## [Excerpted passage]
[Start of section]

By the time January of 1492 had already begun, on the same day the Admiral departed from Santa Fe, much to the displeasure of many, including Luis de Santángel, whom we have previously mentioned, he, longing for a remedy, presented himself before the Queen. With words inspired by his desire to persuade her, and at the same time to admonish her, he said that he was greatly amazed to see that, although Her Highness had always been prompt in spirit for every grave and important matter, she now lacked the same resolve to undertake another endeavor in which little was risked, yet from which so much service to God and the exaltation of His Church could result —not to mention the immense increase and glory it could bring to her kingdoms and states. Moreover, if some other prince were to achieve what the Admiral offered, the damage to her state would be clear. In such a case, her friends and servants would rightly reprimand her, while her enemies would harshly criticize her. They would all later say that such misfortune was well deserved, causing her regret and leaving her successors to feel just sorrow.

The Queen followed his advice, she ordered Columbus to be brought back, and the Monarchs accepted his terms in the Capitulations of Santa Fe. Going a step further, Santángel arranged for the majority of the expedition's funding (without interest) by contributing much from his own pocket and additional money he had borrowed. Later, the Kings paid him back the money borrowed.

[End of section]

## [Problem set]
A: In the passage on Santángel, what did the Queen order after following his advice?
B: Why, according to the passage on Santángel, did he urge the Queen to back the Admiral's undertaking? Answer in one to three sentences.
C: Set down the text of the passage on Santángel starting with "The Queen followed" and going on through "the money borrowed.".
You won't need the listing that comes next.

## [Data below]
[Start of section]

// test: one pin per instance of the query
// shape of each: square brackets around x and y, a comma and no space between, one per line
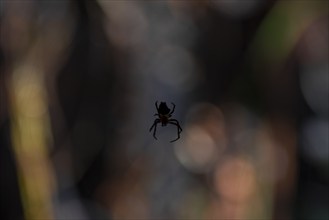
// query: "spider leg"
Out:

[End of section]

## [Answers to each task]
A: She ordered Columbus to be brought back.

B: He argued that little was risked, while the venture could bring great service to God, exaltation of His Church, and immense increase and glory to her kingdoms and states. He also warned that if another prince achieved what the Admiral offered, her state would clearly be damaged, her friends and servants would reprimand her, and her enemies would harshly criticize her.

C:
The Queen followed his advice, she ordered Columbus to be brought back, and the Monarchs accepted his terms in the Capitulations of Santa Fe. Going a step further, Santángel arranged for the majority of the expedition's funding (without interest) by contributing much from his own pocket and additional money he had borrowed. Later, the Kings paid him back the money borrowed.